═══ Dati del compito

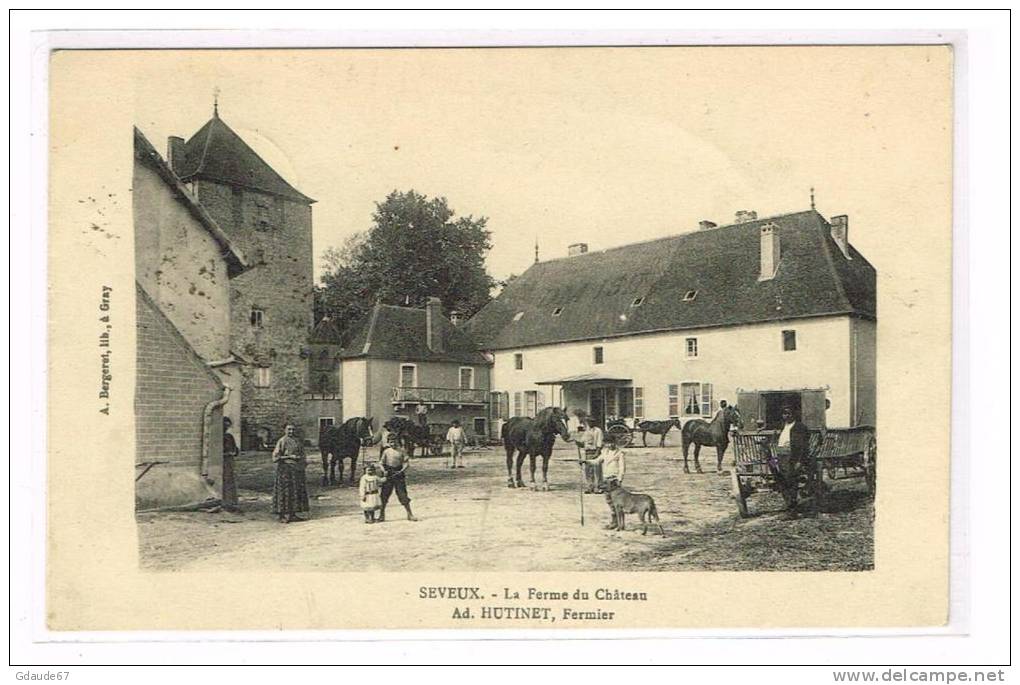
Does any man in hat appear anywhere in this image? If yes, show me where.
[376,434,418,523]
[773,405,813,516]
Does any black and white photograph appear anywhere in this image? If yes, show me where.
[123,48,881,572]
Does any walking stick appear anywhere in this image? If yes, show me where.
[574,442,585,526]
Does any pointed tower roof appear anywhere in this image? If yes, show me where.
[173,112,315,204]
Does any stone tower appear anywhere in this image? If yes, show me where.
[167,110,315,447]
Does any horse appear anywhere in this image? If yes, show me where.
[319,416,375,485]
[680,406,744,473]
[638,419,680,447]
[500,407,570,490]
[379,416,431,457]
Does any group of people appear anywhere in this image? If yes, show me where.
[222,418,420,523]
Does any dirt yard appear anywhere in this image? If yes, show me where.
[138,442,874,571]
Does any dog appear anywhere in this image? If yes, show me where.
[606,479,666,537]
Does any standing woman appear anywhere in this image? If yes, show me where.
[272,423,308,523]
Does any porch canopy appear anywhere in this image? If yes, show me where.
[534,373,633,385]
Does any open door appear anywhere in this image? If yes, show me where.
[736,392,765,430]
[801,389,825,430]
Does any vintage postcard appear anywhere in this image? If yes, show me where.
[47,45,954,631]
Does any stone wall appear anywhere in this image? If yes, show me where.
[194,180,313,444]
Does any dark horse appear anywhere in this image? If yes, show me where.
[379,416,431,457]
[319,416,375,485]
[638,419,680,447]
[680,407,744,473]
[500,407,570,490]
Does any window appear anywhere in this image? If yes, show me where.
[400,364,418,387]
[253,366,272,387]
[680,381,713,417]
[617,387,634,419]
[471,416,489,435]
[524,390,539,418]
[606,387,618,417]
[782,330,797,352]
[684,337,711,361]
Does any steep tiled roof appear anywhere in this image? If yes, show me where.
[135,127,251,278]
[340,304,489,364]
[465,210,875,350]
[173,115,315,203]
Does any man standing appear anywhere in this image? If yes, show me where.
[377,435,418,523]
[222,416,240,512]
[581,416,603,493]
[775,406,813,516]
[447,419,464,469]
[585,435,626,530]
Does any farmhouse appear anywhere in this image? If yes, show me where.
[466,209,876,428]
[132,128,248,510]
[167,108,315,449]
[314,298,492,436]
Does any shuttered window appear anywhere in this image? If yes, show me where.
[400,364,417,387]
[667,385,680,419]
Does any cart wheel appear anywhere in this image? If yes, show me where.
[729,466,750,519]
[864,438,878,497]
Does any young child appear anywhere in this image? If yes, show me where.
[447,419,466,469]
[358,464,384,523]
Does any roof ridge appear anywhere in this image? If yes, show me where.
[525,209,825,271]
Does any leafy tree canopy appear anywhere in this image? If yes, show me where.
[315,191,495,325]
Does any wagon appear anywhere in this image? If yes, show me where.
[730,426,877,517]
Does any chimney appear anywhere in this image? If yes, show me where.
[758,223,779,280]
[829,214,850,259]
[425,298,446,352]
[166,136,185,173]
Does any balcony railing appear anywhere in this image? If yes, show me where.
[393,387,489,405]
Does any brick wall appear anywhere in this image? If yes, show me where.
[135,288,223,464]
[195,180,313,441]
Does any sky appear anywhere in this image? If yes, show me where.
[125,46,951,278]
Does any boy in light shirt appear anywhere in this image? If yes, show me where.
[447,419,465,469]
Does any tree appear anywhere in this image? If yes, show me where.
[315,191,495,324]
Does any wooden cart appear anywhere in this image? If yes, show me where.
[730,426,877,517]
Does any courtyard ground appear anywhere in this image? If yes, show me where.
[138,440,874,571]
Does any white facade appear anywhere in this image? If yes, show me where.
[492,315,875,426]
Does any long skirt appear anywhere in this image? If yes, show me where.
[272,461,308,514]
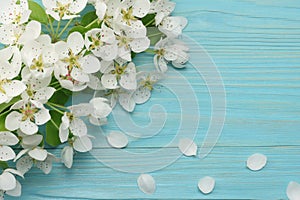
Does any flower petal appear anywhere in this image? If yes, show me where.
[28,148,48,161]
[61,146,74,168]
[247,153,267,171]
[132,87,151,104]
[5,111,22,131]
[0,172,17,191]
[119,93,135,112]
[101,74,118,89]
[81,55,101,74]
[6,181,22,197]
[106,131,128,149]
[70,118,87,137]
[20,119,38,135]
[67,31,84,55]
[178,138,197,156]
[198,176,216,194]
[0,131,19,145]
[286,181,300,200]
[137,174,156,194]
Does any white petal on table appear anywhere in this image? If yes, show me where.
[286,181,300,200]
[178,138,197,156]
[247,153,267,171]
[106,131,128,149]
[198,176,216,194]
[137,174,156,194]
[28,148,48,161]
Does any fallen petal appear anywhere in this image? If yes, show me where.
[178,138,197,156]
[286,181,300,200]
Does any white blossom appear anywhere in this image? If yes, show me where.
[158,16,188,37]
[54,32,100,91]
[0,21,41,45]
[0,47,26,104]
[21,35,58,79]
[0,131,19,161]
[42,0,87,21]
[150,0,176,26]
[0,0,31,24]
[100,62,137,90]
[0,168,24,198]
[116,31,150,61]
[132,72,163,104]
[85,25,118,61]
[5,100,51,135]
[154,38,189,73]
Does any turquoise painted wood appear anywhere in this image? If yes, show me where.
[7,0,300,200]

══════
═══ Dati del compito

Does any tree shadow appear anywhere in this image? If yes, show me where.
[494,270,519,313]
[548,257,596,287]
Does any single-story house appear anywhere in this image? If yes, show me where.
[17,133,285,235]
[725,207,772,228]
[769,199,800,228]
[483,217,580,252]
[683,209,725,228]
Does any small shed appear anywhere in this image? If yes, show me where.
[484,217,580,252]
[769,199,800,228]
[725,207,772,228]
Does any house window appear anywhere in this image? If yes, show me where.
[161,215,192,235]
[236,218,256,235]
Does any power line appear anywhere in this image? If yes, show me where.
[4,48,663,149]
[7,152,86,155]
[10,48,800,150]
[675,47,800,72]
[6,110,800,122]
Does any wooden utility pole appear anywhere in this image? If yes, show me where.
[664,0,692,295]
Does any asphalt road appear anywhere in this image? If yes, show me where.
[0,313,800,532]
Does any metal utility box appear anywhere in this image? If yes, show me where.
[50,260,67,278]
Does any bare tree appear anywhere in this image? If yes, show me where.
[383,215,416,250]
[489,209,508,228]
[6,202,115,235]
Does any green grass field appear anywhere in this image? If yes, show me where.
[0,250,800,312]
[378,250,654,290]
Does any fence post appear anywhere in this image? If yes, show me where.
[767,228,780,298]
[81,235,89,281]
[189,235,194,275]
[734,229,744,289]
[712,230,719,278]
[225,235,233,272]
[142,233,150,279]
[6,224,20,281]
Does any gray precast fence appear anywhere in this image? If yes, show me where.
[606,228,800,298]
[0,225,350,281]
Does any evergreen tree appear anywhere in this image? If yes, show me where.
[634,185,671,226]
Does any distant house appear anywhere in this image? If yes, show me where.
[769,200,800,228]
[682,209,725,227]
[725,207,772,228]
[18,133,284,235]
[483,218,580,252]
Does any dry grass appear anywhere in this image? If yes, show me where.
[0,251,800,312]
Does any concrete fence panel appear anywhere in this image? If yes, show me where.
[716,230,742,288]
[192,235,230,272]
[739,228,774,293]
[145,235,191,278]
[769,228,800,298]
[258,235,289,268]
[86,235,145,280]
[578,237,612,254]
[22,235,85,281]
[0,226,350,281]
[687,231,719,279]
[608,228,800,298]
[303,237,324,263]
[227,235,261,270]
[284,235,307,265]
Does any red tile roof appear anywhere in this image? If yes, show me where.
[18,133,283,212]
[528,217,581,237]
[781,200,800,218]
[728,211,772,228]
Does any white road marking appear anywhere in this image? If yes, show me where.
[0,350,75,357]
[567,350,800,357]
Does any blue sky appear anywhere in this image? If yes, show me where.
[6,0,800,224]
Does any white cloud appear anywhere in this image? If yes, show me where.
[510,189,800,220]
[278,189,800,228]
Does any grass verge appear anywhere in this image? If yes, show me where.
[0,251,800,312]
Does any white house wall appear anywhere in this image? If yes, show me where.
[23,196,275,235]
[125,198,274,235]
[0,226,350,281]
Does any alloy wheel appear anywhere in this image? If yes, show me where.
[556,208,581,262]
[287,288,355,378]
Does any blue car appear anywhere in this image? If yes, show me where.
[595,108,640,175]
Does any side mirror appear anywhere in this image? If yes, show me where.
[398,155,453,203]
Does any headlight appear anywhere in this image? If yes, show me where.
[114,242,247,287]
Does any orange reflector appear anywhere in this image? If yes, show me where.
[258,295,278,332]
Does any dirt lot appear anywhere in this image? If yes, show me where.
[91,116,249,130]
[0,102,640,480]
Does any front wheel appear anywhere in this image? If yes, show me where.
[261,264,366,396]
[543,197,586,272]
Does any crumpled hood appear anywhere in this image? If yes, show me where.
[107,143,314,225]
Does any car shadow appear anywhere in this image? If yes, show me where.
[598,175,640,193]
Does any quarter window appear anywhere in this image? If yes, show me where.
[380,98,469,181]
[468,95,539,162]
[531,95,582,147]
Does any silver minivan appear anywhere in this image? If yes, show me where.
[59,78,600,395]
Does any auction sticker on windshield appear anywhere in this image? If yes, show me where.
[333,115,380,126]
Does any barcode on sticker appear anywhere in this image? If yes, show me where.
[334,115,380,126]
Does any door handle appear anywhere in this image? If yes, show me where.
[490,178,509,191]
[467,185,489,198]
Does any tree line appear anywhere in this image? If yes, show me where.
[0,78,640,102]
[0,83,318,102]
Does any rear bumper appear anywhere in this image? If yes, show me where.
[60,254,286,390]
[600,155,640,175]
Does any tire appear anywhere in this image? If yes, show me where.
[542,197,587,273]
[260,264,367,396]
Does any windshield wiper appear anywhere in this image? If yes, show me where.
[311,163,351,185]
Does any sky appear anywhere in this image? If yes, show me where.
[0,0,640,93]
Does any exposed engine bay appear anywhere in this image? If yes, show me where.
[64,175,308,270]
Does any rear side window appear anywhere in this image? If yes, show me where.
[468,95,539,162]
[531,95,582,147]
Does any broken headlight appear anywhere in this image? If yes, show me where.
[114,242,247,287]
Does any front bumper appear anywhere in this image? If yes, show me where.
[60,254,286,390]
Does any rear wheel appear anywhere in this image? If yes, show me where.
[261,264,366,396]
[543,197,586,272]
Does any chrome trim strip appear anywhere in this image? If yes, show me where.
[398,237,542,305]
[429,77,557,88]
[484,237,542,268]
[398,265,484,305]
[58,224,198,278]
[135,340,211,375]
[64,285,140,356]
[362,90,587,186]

══════

_Compito_
Riscrivi solo le righe che partono da quella con "Does any man in" e arrivano fino a quella con "[801,389,825,430]". In queste righe sostituisci "horse" con "pony" e lascia invariato tutto il resto.

_Risposta scritta_
Does any man in hat appear anywhere in this image? If yes, show me where.
[376,434,418,523]
[773,405,813,516]
Does any black and white photograph appear anywhere in this image? If yes, show me where.
[123,48,881,572]
Does any walking stick appear anywhere in this image? If yes, show me where.
[574,442,585,526]
Does any pointed tower roof appear anywhere in this image? If yes, show me where.
[173,112,315,204]
Does any stone tower appear anywhere in this image? If yes, show me where.
[167,110,315,447]
Does any pony appear anywhere in this image? If yes, show me where.
[319,416,375,485]
[680,406,744,473]
[638,419,680,447]
[500,407,570,490]
[379,416,431,457]
Does any group of people appear anywhere in this image? If yes, show me where.
[222,418,420,523]
Does any dirt yard appear anywhere in this image? If yes, show me where.
[138,442,874,571]
Does any dog appear anywhere in this image? If yes, show me where.
[606,479,666,537]
Does any standing woman appear anywhere in this image? If yes, show me where.
[272,423,308,523]
Does any porch canopy appear anywhere in this image? If yes, show me where.
[534,373,633,385]
Does any open door appear anywhere in this image? If yes, show me where.
[736,392,765,430]
[801,389,825,430]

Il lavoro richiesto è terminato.